#### WHAT TO PRODUCE
Copy the passage of the insulin pump article from "Individuals with advanced" to "and heart disease." word for word.

#### QUOTED PASSAGE
Study favors insulin pumps over injections for Type 2 diabetes patients

Individuals with advanced stage of type 2 diabetes need to control their blood sugar level through insulin therapy as poor management of blood glucose levels can lead to serious and life-threatening complications including kidney failure, vision damage and heart disease.

Unfortunately, many diabetic patients have difficulty controlling their blood sugar level with insulin injections, which must be administered several times during the day. Insulin injection has been the standard of care for many years but it just does not work for up to a third of diabetic patients.

Individuals with hard to treat diabetes may instead opt for insulin pumps as results of a new study found them to be better in controlling blood sugar levels in type 2 diabetes patients compared with the standard therapy. While insulin injections require manual shots that need to be administered several times per day, insulin pumps do not require self-injection and works by delivering constant amounts of insulin using a catheter that is placed under the patient's skin.

For a study published in the Lancet on July 03, which involved 331 type 2 diabetes patients between 30 and 75 years old, Yves Reznik, from the University of Caen Cote de Nacre Regional Hospital Center in Caen, France, and colleagues randomly assigned 168 of the participants to use pumps for their insulin treatment and the rest of the participants continued getting insulin through multiple daily injections.

After six months, the researchers observed that the patients who used insulin pumps had significant reduction in their average blood glucose levels compared with those who used injection. Of those who used insulin pumps, 55 percent reached the blood sugar control target range while only 28 percent of those who used injections did.

"In patients with poorly controlled type 2 diabetes despite using multiple daily injections of insulin, pump treatment can be considered as a safe and valuable treatment option," the researchers interpreted the results of their Medtronic-funded study.

By the end of the study period, the patients who used insulin pumps also required 20 percent lower dose of insulin daily compared with the patients who used injection. Patients belonging to the pump group also experienced high blood sugar almost three hours less per day compared with those who belonged to the injection group.

"Our findings open up a valuable new treatment option for those individuals failing on current injection regimens and may also provide improved convenience, reducing the burden of dose tracking and scheduling, and decreasing insulin injection omissions," Reznik said.

#### SUPPLIED INFORMATION

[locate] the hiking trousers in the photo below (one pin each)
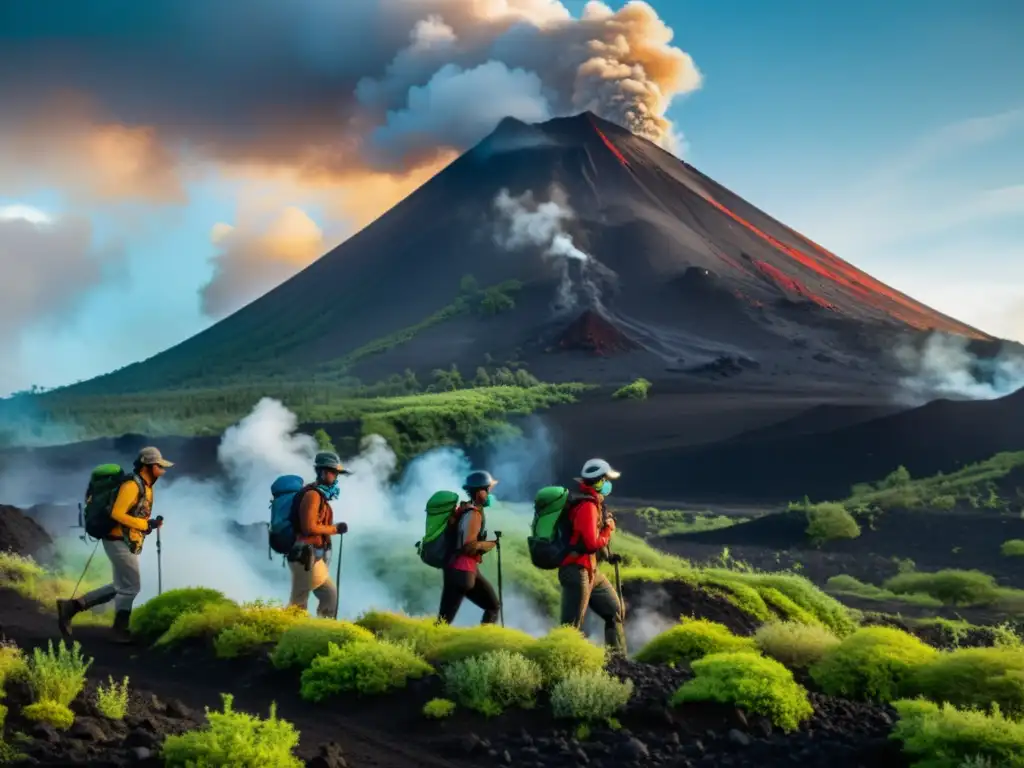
(127, 580)
(467, 585)
(317, 581)
(581, 591)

#### TASK RESULT
Individuals with advanced stage of type 2 diabetes need to control their blood sugar level through insulin therapy as poor management of blood glucose levels can lead to serious and life-threatening complications including kidney failure, vision damage and heart disease.